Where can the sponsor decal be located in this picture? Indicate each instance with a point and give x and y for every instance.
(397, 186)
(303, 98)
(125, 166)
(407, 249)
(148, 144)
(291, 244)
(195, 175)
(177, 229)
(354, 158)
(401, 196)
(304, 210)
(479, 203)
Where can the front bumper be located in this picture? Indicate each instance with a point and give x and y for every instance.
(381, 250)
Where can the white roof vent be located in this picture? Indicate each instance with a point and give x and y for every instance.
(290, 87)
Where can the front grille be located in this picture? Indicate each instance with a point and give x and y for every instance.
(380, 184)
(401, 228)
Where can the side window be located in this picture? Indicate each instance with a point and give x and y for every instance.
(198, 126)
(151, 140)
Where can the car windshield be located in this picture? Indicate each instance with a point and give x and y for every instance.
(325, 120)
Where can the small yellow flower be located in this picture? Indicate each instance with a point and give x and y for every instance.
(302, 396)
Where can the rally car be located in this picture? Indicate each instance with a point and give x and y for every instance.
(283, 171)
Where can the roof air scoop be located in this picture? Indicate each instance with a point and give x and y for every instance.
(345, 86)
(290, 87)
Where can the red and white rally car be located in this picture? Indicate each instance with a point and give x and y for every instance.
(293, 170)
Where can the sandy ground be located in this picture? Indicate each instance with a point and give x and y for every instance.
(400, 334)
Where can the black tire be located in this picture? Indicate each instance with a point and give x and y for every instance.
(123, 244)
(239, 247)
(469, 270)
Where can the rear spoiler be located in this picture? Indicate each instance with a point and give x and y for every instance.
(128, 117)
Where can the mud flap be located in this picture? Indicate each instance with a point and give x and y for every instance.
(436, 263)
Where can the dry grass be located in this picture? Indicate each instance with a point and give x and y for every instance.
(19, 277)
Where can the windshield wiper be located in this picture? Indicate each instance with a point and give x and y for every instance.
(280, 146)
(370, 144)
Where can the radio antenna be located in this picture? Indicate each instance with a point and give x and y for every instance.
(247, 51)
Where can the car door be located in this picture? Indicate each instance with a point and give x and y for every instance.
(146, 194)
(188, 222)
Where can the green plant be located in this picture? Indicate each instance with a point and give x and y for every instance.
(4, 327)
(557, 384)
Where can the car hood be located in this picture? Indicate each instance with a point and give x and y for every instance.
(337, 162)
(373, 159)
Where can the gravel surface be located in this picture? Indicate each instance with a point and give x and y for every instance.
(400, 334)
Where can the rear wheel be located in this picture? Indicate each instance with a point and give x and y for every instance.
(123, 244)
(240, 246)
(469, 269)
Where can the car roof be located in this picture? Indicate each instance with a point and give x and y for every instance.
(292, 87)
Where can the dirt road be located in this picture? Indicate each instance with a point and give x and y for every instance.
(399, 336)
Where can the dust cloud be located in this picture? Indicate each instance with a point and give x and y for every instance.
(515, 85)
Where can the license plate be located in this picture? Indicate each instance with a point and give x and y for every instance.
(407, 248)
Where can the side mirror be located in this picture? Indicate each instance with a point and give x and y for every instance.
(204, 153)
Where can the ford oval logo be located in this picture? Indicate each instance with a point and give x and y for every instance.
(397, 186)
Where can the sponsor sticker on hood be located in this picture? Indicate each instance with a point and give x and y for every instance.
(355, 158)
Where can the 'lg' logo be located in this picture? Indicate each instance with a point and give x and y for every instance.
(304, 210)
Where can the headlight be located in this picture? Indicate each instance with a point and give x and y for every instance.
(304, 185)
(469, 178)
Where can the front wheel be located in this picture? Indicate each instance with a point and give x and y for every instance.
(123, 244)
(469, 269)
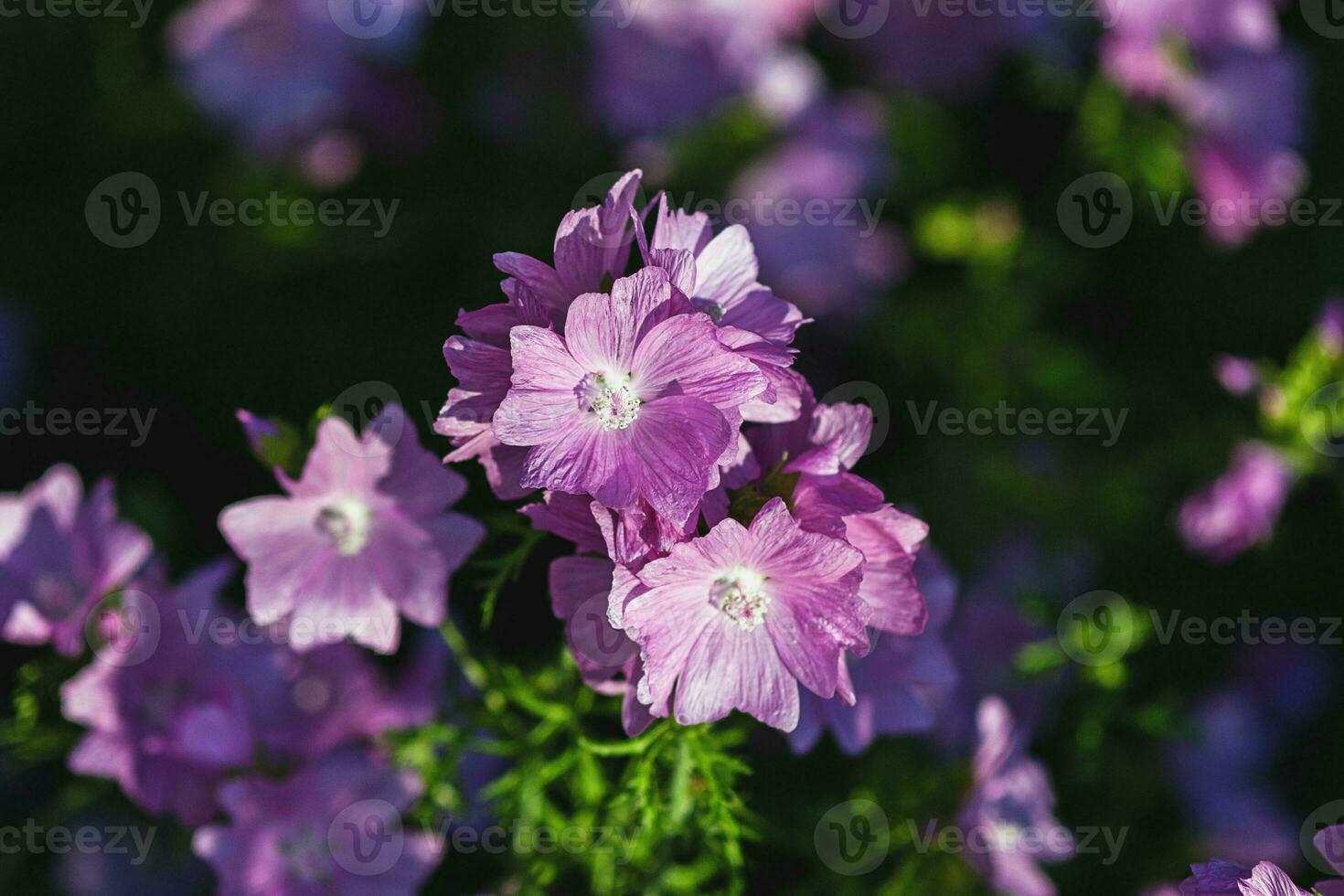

Task item: Exact reproduction of the entries above is what's needed; images stay out.

Written reply:
Where can the sponsor decal be located in this picture? Indicate each instance with a point and give x and y for every instance.
(397, 186)
(303, 98)
(125, 166)
(407, 249)
(148, 144)
(291, 244)
(195, 175)
(177, 229)
(354, 158)
(401, 196)
(304, 210)
(479, 203)
Where can the front bumper be located in this picture? Indicate each instance with a point and give x and y for every instance.
(381, 250)
Where can the white roof vent be located in this picture? Indicate each instance with a point and give x and y for every instance.
(290, 87)
Where can the front grille be located in this picture? Indicate each instance with a point and give x and y for every instance.
(380, 184)
(401, 228)
Where can the side window be located in this picture? Indicate each instance with a point and give x and y for every instance.
(198, 126)
(151, 140)
Where can the car windshield be located in this picture? Indicate each instance with a point and give x and y for every instance.
(325, 120)
Where can the small yellow flower be located in this picture? Indicate each instance with a point and give x and y for every instance.
(302, 396)
Where can the rally car be located in this picture? Indicate each instance with a point and give x and y for every instance.
(283, 171)
Where can the roof air scoop be located in this picture? Indicate each instance with a point and give x and y for every instance.
(345, 86)
(290, 87)
Where can the red and white rally car be located in this picture? Indicate each instance with a point and give x and y for every instance.
(293, 170)
Where can the sandy ground be located in this picture? Indicate each instance with a point and give x and y for every instance.
(400, 334)
Where can the black tire be located in this picture? Indicate each instance with a point and give x and y for every instance.
(123, 244)
(239, 247)
(469, 270)
Where can the rear spoiler be located in this picture? Indicate each instance with a point and give x and y for every instance.
(128, 117)
Where can the mud flap be located in this picture? Indicate each instance with a point and give x and y for every instance.
(436, 263)
Where can the dry grass be located in this picture? Indicate each instance with a point and give x and y for every instance.
(19, 277)
Where can the windshield wiper be located in this picture? Indicate each instance with a point and give x and y for every instance.
(280, 146)
(370, 144)
Where can the radio antenna be located in this picture? Indicate each instance with a point and give x and y for every instance.
(247, 51)
Where can the car door be located in this picture? Indicate each instance with a point and give x and y for every instance.
(146, 194)
(188, 222)
Where can the green plant be located in this picture? Indicate each instance with a point and give x and y for every instance.
(4, 327)
(557, 384)
Where can the car hood be located in this picture? Indicate each instance with a point and give x and y for every instance.
(337, 162)
(373, 159)
Where can the gravel surface be located in this picture? Indicate each instance with a point and give x and y for every instance.
(400, 334)
Where can the rear wheel be located in this picture? Indicate each instance with a point and give x and y for every instance.
(123, 244)
(240, 246)
(469, 269)
Where can the car roof be located in this picture? Indicate each instance with a point and give x and y for every instance.
(292, 87)
Where can the dirt road be located in this picture? Indicate each instance with a point and give x and y for every instance.
(399, 336)
Where can the dust cloud be located in this picture? Indicate each instance with a point and give x and y for every instance.
(515, 85)
Where can the license plate be located in this picture? Indicate each instance with a point and give x and y for every instance.
(407, 248)
Where can the side mirror be located in this picture? Indicate each instance with a point and give x and y for every instance.
(204, 153)
Where can the ford oval logo be located in this picture? Indicate each instance with a point and give x and y for every instance.
(397, 186)
Where can the sponsor sticker on hood be located in this picture? Indicate each instance with a point and give x and y for every instance.
(355, 158)
Where can the 'lg' logo be located in this picture? Indicate each instance with a point and give x and y for every instance.
(304, 210)
Where can the headlight be located in this picture? Indicate each instance with a point and give x and y for every instance.
(304, 185)
(469, 178)
Where can the front wheel be located in this picture? Indicate each instance with a point and give x and y for every instance.
(123, 244)
(469, 269)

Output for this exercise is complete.